#### [Goal]
Reproduce the listing word for word, leaving every picture behind.

#### [Dataset records]
(begin)

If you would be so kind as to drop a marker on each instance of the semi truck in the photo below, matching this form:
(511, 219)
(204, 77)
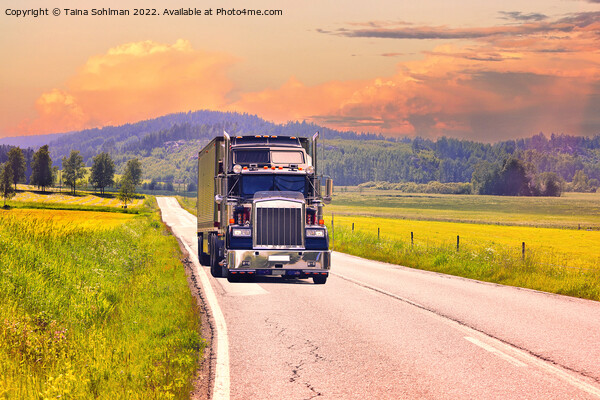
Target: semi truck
(260, 208)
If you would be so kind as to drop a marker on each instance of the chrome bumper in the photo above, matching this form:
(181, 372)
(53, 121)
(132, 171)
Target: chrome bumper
(286, 259)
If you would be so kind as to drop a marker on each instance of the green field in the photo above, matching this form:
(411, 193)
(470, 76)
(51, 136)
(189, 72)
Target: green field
(572, 210)
(561, 236)
(94, 305)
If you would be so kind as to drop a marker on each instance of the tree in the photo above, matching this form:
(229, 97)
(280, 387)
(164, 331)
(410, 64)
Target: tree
(73, 169)
(6, 189)
(486, 178)
(41, 170)
(103, 172)
(580, 182)
(514, 178)
(134, 171)
(18, 165)
(127, 190)
(548, 184)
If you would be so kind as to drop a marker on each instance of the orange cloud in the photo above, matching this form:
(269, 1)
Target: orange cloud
(504, 82)
(500, 82)
(132, 82)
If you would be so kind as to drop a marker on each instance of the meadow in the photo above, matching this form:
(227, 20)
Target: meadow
(561, 235)
(29, 198)
(94, 305)
(571, 210)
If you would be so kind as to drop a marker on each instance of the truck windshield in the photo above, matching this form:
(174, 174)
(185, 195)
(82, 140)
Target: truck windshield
(251, 156)
(251, 184)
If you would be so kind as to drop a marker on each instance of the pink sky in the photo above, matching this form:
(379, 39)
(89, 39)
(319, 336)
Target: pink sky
(484, 72)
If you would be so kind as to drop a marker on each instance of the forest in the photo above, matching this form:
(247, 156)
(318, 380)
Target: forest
(167, 148)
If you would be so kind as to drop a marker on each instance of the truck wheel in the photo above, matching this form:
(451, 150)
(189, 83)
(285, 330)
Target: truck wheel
(203, 258)
(232, 278)
(215, 268)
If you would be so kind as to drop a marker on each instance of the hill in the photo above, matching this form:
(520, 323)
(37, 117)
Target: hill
(168, 147)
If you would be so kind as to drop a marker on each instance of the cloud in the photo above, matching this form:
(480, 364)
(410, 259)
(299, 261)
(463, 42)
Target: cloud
(490, 83)
(534, 23)
(131, 82)
(519, 16)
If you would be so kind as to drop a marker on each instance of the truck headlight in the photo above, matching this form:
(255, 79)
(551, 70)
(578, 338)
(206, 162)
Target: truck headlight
(241, 232)
(315, 233)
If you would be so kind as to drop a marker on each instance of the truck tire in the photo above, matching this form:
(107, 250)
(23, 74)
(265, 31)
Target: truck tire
(203, 258)
(213, 244)
(232, 278)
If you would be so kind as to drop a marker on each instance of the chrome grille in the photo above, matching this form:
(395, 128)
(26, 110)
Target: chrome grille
(279, 227)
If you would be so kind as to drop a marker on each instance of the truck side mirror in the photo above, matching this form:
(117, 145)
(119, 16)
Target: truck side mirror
(219, 189)
(328, 191)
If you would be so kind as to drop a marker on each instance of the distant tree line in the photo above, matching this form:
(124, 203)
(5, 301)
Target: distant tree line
(168, 147)
(43, 174)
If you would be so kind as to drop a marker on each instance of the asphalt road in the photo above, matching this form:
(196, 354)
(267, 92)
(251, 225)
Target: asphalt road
(381, 331)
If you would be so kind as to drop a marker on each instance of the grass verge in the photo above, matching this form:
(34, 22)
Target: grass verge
(94, 313)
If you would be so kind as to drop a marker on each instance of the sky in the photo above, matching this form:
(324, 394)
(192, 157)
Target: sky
(485, 71)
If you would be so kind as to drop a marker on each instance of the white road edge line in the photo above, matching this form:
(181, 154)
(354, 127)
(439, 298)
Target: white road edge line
(495, 351)
(221, 389)
(547, 366)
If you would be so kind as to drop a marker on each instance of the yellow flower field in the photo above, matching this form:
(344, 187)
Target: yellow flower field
(61, 222)
(65, 198)
(557, 247)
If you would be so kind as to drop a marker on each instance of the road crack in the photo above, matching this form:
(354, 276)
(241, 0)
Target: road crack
(309, 355)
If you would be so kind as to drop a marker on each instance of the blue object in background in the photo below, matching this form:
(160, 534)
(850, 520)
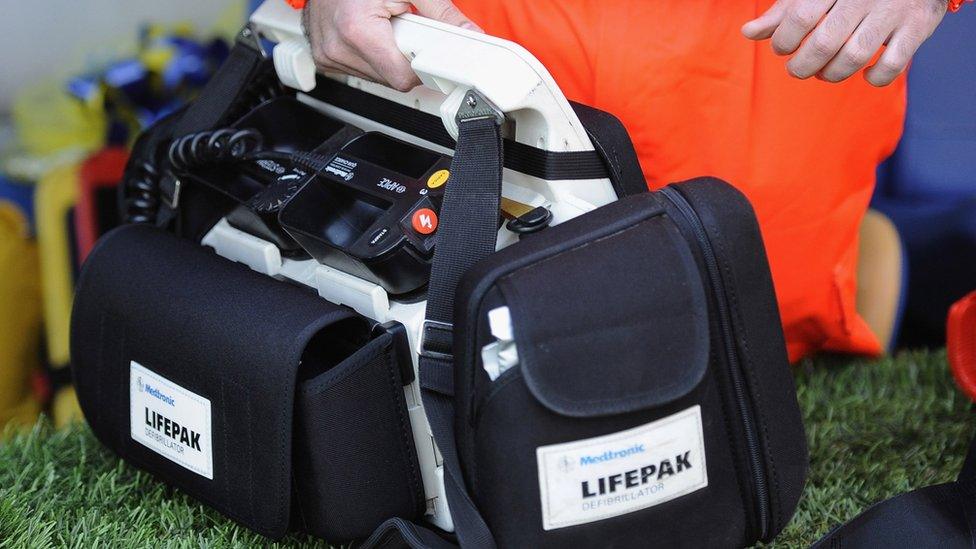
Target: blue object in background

(end)

#### [Solution to this task]
If you would be so kind as to drop a marker on each instance of the semi truck in the photo below, matching this form:
(511, 219)
(204, 77)
Target: semi truck
(260, 208)
If you would be so kind as to drop a marker on each instance of the chrome bumper in the photo above, matching this form:
(181, 372)
(53, 121)
(132, 171)
Target: chrome bumper
(286, 259)
If you would be so kind as to drop a marker on each instance of the green field in the photo above, matching this form:
(411, 193)
(470, 76)
(51, 136)
(189, 72)
Target: green field
(572, 210)
(561, 236)
(94, 305)
If you would be so kind as to drop a marker on each instance of the tree in the photo above, matching this form:
(229, 97)
(280, 387)
(164, 331)
(410, 64)
Target: tree
(73, 169)
(6, 189)
(486, 178)
(41, 170)
(103, 172)
(580, 182)
(514, 178)
(134, 171)
(18, 165)
(127, 190)
(548, 184)
If you would be so kind as to drop a marker on each instance of the orange cloud in the photo above, matching this form:
(269, 1)
Target: orange cloud
(504, 82)
(500, 82)
(132, 82)
If you would be so kind as to drop a marker on each instance of the meadow in the photo above, matching this form:
(227, 20)
Target: meadow
(561, 235)
(29, 198)
(94, 305)
(571, 210)
If you would be so kind as to drop a marker on each instance of the truck windshield in the photo above, matching this form:
(174, 174)
(185, 195)
(82, 140)
Target: truck windshield
(251, 156)
(251, 184)
If you would be so kind as to drop a marker on each instance of the pink sky in the photo above, matching this form:
(379, 39)
(89, 39)
(319, 336)
Target: pink sky
(484, 72)
If you would be so kind as to drop a marker on each instance of the forest in the photo above, matching this form:
(247, 156)
(318, 380)
Target: forest
(167, 148)
If you would be so kind as to drop a marker on each instance of the truck wheel in the photo above, matching this form:
(451, 150)
(189, 83)
(285, 330)
Target: truck wheel
(203, 258)
(232, 278)
(215, 268)
If you would be so kind as to drop a marker on each instance of the hill in the photo above, matching this form:
(520, 323)
(37, 117)
Target: hill
(168, 147)
If you would be so kind as to drop a marker on each instance of the cloud in the photo above, matching this form:
(480, 364)
(410, 259)
(299, 261)
(463, 42)
Target: cloud
(490, 83)
(534, 23)
(131, 82)
(519, 16)
If you would be so kind as to drop a marker on each instance of the truck headlight in the photo above, matching this form:
(255, 79)
(551, 70)
(578, 338)
(206, 162)
Target: truck headlight
(241, 232)
(315, 233)
If you would be so kind as to drop a marker on each instance of the truck tire in the photo above, matching this form:
(107, 250)
(23, 74)
(265, 31)
Target: truck tire
(203, 258)
(213, 244)
(232, 278)
If you would be so kind as to drop a marker on each instance of the chrome grille in the photo above, matching this form:
(395, 128)
(26, 110)
Target: chrome grille
(279, 227)
If you would be so kind as to drop a marker on each instance of the truck side mirror in the photo above, matching this form:
(117, 145)
(119, 16)
Target: truck side mirror
(219, 189)
(328, 191)
If you would be so kind as to drop a marker on each instance of the distant tree line in the photo above, matching this form:
(124, 203)
(5, 301)
Target: distant tree line
(168, 147)
(43, 174)
If you would be so kind as to drop a marker on each instance of the asphalt road in the photo above, matching this form:
(196, 354)
(267, 92)
(251, 225)
Target: asphalt road
(381, 331)
If you would be so kind as to drop a marker on each instance of the grass verge in the photo above, matching this form:
(34, 22)
Target: grass verge
(94, 313)
If you would be so kind as to drop a marker on each instance of the sky in the photo above, matching this form:
(324, 394)
(192, 157)
Target: sky
(485, 71)
If you would be so kind as to drop a marker on each instance of the white road edge line in the photo above, matching this form:
(181, 154)
(354, 127)
(439, 298)
Target: white road edge line
(495, 351)
(221, 389)
(547, 366)
If you would be so kind as to drop a marker on each instance of the yellow flower field in the photo above, matching this form:
(344, 187)
Target: yellow flower field
(61, 222)
(65, 198)
(557, 247)
If you would be so kind as to drop a marker on each instance of the road crack in the photo above, matching this form:
(354, 276)
(241, 0)
Target: road crack
(309, 355)
If you would be so kind as to drop a marker on each instance of the blue object in background in the photo below, matching this form:
(160, 534)
(850, 520)
Target: blue object in background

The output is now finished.